DATASET RECORDS START
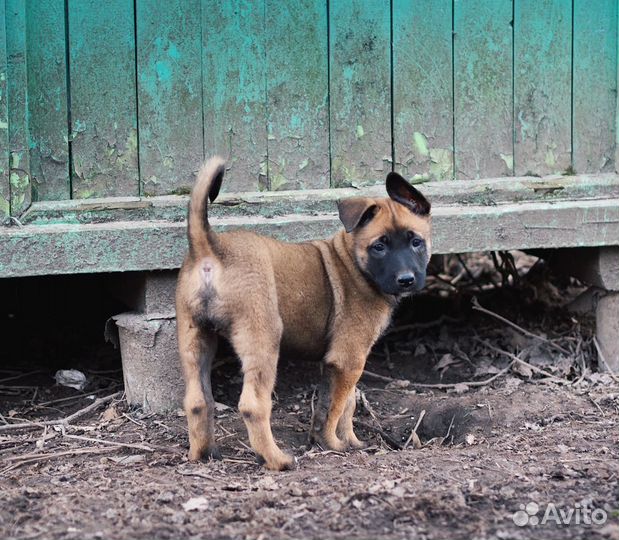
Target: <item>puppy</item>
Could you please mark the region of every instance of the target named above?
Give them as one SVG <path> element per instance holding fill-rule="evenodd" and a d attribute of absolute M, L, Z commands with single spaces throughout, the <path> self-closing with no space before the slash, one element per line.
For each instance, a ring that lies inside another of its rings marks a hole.
<path fill-rule="evenodd" d="M 323 361 L 313 440 L 338 451 L 362 447 L 353 431 L 355 385 L 398 300 L 424 285 L 430 203 L 399 174 L 389 173 L 389 197 L 338 203 L 344 230 L 334 237 L 287 244 L 244 230 L 211 229 L 207 199 L 216 199 L 223 177 L 221 158 L 200 169 L 176 294 L 189 458 L 219 457 L 210 378 L 218 335 L 241 360 L 239 410 L 266 468 L 294 464 L 271 432 L 271 394 L 282 351 Z"/>

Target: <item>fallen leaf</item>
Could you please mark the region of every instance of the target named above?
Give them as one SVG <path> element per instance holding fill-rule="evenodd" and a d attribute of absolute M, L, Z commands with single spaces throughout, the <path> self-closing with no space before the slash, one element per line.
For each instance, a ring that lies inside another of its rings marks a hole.
<path fill-rule="evenodd" d="M 267 491 L 274 491 L 279 488 L 279 484 L 272 476 L 264 476 L 256 482 L 256 486 Z"/>
<path fill-rule="evenodd" d="M 185 512 L 195 512 L 196 510 L 206 510 L 207 508 L 208 500 L 206 497 L 192 497 L 183 503 L 183 510 Z"/>
<path fill-rule="evenodd" d="M 218 401 L 215 402 L 215 410 L 217 412 L 227 411 L 228 409 L 231 409 L 231 407 L 224 403 L 219 403 Z"/>
<path fill-rule="evenodd" d="M 513 365 L 512 369 L 515 373 L 518 373 L 518 375 L 522 375 L 525 379 L 530 379 L 533 376 L 533 370 L 526 364 L 516 362 Z"/>
<path fill-rule="evenodd" d="M 146 461 L 146 456 L 144 454 L 132 454 L 130 456 L 112 456 L 109 459 L 118 465 L 135 465 Z"/>
<path fill-rule="evenodd" d="M 101 420 L 104 422 L 111 422 L 112 420 L 116 420 L 119 416 L 120 414 L 118 414 L 116 405 L 110 405 L 107 409 L 105 409 L 105 411 L 103 411 Z"/>
<path fill-rule="evenodd" d="M 441 356 L 441 359 L 434 366 L 434 369 L 436 371 L 439 371 L 440 374 L 443 375 L 443 373 L 445 373 L 445 371 L 449 369 L 449 366 L 453 364 L 459 364 L 459 363 L 460 363 L 460 360 L 458 360 L 457 358 L 454 358 L 453 354 L 447 353 Z"/>
<path fill-rule="evenodd" d="M 470 390 L 470 387 L 466 383 L 456 383 L 456 384 L 454 384 L 454 392 L 456 394 L 464 394 L 465 392 L 468 392 L 469 390 Z"/>
<path fill-rule="evenodd" d="M 385 386 L 386 390 L 397 390 L 398 388 L 408 388 L 411 385 L 410 381 L 404 379 L 396 379 Z"/>
<path fill-rule="evenodd" d="M 466 437 L 464 437 L 464 440 L 466 441 L 466 444 L 471 446 L 472 444 L 475 444 L 475 435 L 469 433 Z"/>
DATASET RECORDS END
▸ DIRECTIONS: Copy all the lines from the data above that hold the word "item".

▸ YOUR RESPONSE:
Target: <item>puppy</item>
Target: <item>fallen leaf</item>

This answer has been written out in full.